=== AUFGABEN ===
1) Beantworte drei Fragen zum Artikel über die Auslagerung von Geschäftsprozessen.
(a) Welche Analystin wird im Artikel zitiert, und für welches Unternehmen arbeitet sie?
(b) Welche drei Vorgänge nennt der Artikel als Beispiele für eine Auslagerung durch einen mittelständischen Betrieb?
(c) Wessen Aufbau und Betrieb unterstützen die „BPO Services Powered by SAP“?
2) Der Artikel über die Auslagerung von Geschäftsprozessen nennt es attraktiv, Vorgänge an einen qualifizierten externen SAP-Dienstleister auszulagern. Erkläre in ein bis drei Sätzen, welche Gründe der Artikel dafür anführt.
3) Führe den Artikel über die Auslagerung von Geschäftsprozessen nach seinem letzten Satz weiter.

=== ARTIKEL ===
◆ ◆ ◆ ◆ ◆
Die Firmen stellen inzwischen hohe Anforderungen an ihre BPO-Dienstleister. „Die Brille, mit der BPO-Verträge bewertet werden, wurde schärfer gestellt“, so IDC-Analystin Ravi. Damit beschreibt sie bereits das Spannungsfeld, innerhalb dessen sich die Unternehmen bewegen, die Geschäftsprozesse an einen externen Dienstleister auslagern (wollen). Für einen mittelständischen Betrieb ist es daher attraktiv, Vorgänge wie die Personalabrechnung, die Buchhaltung oder den Einkauf an einen qualifizierten externen SAP-Dienstleister wie AC-Service (BPO HR), ORGA, saardata oder TDS auszulagern. Sie bringen die erforderlichen Branchenkenntnisse mit, sind mittelstandskonform und unterliegen aufgrund der Zertifizierungsrichtlinien von SAP strengen Qualitätsnormen. Überdies hat SAP mit „BPO Services Powered by SAP“ ein neues Programm für die Auslagerung von Geschäftsprozessen vorgestellt. In enger Zusammenarbeit mit führenden Outsourcing-Anbietern unterstützen die „BPO Services Powered by SAP“ Aufbau und Betrieb so genannter BPO Delivery Platforms, die den effizienten und standardisierten Einsatz aktueller SAP-Lösungen mit dem Service-Portfolio der BPO-Anbieter kombinieren. Ihre Kunden profitieren damit von automatisierten sowie innovativen Prozessen bei der Auslagerung.
◆ ◆ ◆ ◆ ◆
=== ROHDATEN ===
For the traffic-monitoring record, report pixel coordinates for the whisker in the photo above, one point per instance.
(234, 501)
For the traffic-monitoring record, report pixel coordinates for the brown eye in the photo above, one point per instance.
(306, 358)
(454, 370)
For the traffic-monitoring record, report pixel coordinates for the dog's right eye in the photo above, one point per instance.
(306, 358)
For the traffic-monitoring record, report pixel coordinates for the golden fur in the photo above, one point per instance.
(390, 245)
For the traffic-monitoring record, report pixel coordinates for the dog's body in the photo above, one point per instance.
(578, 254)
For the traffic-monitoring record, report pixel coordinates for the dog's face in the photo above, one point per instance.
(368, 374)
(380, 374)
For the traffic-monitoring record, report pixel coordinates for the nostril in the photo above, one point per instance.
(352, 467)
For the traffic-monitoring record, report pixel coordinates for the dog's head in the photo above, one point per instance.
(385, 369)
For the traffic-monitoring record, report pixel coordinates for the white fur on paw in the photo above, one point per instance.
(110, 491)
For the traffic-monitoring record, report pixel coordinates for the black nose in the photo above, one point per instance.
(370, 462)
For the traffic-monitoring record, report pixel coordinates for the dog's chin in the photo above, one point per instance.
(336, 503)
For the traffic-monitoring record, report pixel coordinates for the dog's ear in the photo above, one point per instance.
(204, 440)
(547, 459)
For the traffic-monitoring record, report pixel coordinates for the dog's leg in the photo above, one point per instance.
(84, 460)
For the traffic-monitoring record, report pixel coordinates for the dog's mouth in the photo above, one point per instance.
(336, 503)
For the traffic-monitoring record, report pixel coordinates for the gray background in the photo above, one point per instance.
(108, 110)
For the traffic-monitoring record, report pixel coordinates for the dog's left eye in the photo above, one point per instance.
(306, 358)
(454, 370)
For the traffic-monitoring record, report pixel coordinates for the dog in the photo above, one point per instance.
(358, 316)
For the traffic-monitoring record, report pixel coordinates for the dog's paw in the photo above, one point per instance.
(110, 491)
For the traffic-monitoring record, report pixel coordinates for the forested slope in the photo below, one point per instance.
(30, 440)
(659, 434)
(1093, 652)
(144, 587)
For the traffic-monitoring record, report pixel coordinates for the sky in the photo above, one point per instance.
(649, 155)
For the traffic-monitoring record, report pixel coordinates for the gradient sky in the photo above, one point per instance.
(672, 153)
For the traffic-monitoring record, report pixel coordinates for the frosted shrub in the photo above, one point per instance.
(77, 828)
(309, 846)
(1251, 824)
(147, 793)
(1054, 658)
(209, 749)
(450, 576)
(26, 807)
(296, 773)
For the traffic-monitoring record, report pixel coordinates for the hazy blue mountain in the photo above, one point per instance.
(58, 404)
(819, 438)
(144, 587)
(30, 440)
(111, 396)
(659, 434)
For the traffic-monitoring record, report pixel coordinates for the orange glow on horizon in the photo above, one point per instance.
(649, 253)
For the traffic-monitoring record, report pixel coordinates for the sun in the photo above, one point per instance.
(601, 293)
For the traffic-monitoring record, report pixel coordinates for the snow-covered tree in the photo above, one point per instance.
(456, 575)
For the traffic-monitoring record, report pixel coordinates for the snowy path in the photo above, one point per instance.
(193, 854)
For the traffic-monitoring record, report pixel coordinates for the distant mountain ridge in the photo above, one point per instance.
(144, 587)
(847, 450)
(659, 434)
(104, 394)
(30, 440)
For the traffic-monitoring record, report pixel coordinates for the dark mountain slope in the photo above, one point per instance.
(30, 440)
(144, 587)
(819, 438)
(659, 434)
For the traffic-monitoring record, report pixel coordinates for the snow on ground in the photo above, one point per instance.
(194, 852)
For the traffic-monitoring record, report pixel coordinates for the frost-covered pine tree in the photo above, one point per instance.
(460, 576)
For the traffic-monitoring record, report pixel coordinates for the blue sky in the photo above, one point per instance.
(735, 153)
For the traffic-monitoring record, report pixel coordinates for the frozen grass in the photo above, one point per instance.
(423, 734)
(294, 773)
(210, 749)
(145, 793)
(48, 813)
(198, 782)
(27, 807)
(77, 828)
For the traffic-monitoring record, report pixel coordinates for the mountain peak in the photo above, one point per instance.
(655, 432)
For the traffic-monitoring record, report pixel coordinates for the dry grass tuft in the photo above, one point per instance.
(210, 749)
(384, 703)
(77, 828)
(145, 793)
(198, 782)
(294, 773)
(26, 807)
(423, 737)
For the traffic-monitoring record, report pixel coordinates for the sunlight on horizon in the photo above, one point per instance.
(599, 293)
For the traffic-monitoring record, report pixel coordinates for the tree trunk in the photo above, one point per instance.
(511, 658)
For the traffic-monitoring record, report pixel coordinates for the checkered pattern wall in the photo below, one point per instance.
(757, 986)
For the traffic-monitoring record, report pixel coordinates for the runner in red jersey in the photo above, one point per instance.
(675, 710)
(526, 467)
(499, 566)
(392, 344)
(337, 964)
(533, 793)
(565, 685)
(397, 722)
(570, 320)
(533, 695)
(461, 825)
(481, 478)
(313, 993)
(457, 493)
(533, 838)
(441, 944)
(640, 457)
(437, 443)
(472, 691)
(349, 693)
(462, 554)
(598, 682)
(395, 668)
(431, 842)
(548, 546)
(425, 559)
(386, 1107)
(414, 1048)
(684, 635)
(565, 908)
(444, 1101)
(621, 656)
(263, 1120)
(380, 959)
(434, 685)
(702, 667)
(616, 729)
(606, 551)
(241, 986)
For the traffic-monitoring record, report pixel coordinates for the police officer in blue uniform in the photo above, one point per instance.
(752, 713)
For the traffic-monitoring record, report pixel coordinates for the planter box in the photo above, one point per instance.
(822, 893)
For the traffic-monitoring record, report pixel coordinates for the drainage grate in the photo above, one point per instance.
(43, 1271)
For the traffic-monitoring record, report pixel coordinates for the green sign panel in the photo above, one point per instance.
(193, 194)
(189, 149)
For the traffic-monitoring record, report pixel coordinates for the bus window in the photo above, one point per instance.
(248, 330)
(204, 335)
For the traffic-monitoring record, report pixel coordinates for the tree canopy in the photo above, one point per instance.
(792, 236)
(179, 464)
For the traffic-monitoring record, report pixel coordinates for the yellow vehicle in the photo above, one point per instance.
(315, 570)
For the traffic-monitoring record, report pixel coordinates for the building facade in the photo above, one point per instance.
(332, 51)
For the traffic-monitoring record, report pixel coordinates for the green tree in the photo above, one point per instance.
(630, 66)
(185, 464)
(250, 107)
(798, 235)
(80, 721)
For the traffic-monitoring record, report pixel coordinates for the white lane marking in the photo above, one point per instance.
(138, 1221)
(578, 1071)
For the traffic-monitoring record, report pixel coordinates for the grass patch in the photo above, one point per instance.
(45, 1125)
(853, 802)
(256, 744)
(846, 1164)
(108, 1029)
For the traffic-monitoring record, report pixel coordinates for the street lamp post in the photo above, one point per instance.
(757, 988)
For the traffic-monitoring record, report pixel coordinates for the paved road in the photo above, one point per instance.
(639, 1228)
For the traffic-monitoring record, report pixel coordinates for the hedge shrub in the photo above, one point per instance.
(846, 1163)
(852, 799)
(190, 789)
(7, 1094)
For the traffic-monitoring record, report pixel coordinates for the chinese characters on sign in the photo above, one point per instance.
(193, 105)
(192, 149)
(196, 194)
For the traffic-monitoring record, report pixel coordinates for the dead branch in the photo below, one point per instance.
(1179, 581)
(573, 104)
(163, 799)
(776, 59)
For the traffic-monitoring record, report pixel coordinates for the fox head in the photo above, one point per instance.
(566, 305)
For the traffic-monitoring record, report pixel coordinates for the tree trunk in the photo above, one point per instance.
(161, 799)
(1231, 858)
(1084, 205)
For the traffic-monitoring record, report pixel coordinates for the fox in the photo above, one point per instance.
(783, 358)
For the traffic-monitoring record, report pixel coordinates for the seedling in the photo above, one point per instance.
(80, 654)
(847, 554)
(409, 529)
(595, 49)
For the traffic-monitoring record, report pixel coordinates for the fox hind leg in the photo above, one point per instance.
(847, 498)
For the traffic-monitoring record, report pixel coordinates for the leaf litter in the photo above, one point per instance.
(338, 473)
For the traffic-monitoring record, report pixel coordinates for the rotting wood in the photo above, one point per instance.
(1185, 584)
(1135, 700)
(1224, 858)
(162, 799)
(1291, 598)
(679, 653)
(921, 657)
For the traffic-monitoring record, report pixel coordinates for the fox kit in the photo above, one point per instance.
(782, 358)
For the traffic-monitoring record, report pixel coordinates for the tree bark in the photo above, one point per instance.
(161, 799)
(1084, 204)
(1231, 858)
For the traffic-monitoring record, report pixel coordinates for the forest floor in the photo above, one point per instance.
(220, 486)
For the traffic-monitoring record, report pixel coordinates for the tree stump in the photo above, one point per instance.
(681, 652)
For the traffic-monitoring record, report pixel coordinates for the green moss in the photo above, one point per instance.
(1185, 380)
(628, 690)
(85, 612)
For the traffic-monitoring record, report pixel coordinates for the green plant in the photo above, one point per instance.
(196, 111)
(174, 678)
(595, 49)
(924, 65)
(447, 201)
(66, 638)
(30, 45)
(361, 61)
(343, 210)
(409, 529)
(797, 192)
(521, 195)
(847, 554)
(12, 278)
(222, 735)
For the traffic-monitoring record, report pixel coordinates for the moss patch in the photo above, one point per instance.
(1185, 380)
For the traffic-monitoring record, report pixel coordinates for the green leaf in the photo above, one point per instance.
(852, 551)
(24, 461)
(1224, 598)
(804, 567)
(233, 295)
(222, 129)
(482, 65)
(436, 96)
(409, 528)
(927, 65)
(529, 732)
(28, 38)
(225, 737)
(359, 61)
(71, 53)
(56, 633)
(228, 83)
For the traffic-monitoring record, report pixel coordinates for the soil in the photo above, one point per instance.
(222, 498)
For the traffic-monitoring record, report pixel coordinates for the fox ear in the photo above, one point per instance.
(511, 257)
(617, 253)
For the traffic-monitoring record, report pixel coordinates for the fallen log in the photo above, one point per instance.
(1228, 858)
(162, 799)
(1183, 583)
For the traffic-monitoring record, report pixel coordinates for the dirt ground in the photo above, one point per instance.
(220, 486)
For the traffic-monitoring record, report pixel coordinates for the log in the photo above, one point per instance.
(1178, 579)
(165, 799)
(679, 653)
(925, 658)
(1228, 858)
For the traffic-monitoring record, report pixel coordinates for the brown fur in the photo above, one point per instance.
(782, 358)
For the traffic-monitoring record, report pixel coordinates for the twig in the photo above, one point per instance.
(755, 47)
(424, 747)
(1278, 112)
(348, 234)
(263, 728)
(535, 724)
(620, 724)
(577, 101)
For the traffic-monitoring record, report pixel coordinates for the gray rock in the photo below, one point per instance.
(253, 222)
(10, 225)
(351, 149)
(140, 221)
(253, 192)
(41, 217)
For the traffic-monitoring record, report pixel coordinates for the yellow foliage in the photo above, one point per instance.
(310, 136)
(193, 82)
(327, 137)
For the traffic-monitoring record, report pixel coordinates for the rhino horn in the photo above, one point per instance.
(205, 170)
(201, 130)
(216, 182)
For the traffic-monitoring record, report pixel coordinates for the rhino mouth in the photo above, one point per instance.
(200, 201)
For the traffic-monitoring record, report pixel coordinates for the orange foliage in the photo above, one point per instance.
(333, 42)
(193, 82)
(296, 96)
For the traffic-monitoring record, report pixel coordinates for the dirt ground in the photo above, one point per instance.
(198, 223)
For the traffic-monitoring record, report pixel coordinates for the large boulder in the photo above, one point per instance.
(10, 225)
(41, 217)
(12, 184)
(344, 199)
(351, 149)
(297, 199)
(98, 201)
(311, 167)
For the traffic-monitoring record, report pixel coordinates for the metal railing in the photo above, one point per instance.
◆ ◆ ◆ ◆ ◆
=== LÖSUNGEN ===
1)
(a) Zitiert wird die Analystin Ravi von IDC.
(b) Der Artikel nennt die Personalabrechnung, die Buchhaltung und den Einkauf.
(c) Sie unterstützen den Aufbau und Betrieb sogenannter BPO Delivery Platforms.

2) Solche Dienstleister bringen die nötigen Branchenkenntnisse mit und sind mittelstandskonform. Außerdem unterliegen sie wegen der Zertifizierungsrichtlinien von SAP strengen Qualitätsnormen.

3)
Einsparpotenziale nutzen, wettbewerbsfähig bleiben

Das Beratungsunternehmen PAC erwartet, dass deutsche Unternehmen durch BPO immerhin zwischen 25 und 30 Prozent an Kosten sparen können. Firmen, die Geschäftsprozesse auslagern, wollen laut Capgemini aber zugleich die Qualität ihrer Prozesse verbessern und damit ihre Effizienz steigern. Anders ausgedrückt: „Unternehmen, die bestimmte Geschäftsprozesse auslagern, befreien sich von Investitionen, und Fixkosten werden in variable, nutzungsabhängige Kosten umgewandelt. Damit konzentrieren sich die Firmen wieder auf ihr Kerngeschäft, agieren flexibler am Markt und bleiben wettbewerbsfähig“, bilanziert Karsten Leclerque abschließend.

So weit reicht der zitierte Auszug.